-- WHAT NEEDS TO BE DONE --
Every line of the data is to be retyped exactly.

-- PROVIDED RECORDS --
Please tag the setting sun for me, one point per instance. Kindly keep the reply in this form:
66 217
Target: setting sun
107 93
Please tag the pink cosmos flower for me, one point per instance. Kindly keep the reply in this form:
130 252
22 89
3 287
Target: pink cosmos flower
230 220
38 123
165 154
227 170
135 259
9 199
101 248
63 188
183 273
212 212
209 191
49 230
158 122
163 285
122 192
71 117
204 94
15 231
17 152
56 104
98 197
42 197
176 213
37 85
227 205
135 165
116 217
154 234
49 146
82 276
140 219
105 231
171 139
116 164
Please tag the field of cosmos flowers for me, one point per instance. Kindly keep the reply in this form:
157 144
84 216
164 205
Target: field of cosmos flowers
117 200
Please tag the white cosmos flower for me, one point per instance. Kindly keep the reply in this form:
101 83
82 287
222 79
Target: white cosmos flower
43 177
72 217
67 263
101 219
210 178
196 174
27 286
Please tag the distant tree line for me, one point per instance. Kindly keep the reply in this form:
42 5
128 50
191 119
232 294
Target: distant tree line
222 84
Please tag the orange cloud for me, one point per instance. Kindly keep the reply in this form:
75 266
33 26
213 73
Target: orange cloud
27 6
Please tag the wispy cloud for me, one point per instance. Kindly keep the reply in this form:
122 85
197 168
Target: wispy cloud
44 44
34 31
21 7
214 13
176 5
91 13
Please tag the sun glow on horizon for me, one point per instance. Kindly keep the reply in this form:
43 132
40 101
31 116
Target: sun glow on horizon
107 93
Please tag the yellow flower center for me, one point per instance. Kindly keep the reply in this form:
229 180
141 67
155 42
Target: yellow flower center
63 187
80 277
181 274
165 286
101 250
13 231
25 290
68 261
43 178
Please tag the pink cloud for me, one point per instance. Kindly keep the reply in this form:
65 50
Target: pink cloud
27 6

-- YOUR RESPONSE --
Please tag the setting sun for me, one point per instance. Kindly keep the reply in this form:
66 217
Target: setting sun
107 93
Please tag the pink cosmos flower for me, one point per instance. Kindly keep the reply in this form:
130 252
22 89
3 287
Target: pink cosmos flower
230 220
38 123
165 154
227 170
135 259
9 199
101 248
63 188
183 273
212 212
209 191
49 230
158 122
163 285
122 192
71 117
204 94
15 231
17 152
56 104
98 197
42 197
176 213
37 85
227 205
135 165
116 217
154 234
49 146
82 276
140 219
105 231
171 139
116 164
Please tag the field of cosmos flowers for me, one point per instance. Kindly keep the reply in this form:
157 144
84 216
164 205
Target: field of cosmos flowers
117 200
Please tag the white cosmos flower for me, one point per instance. Kindly keep the reply in this form:
101 83
82 287
222 79
Target: white cosmos flower
43 177
72 217
67 263
101 219
210 178
196 174
27 286
Please tag the distant tree line for me, one point per instance. Kindly keep the reply in this form:
42 5
128 50
191 119
232 294
Target: distant tree line
222 84
Please tag the orange cloud for me, one point per instance. Kindly keep the reply in this form:
75 266
33 26
213 73
Target: orange cloud
27 6
Please tag the wispy cloud for me, one point per instance. Kindly keep the reply in this form:
122 85
197 168
Target: wispy cloud
44 44
34 31
21 7
214 13
176 5
91 13
Please tag the sun glow on horizon for me, one point per instance. Kindly keep the reply in this form:
43 132
40 101
31 116
Target: sun glow on horizon
107 93
Please tag the yellow flower center for me, one point per instance. Kindly keep the reply in this form:
229 180
141 67
155 42
Target: yellow flower center
63 187
80 277
181 274
165 286
101 250
13 231
25 290
68 261
43 178
Please tag the pink cloud for me, one point per instance. Kindly keep the reply in this form:
65 50
Target: pink cloud
27 6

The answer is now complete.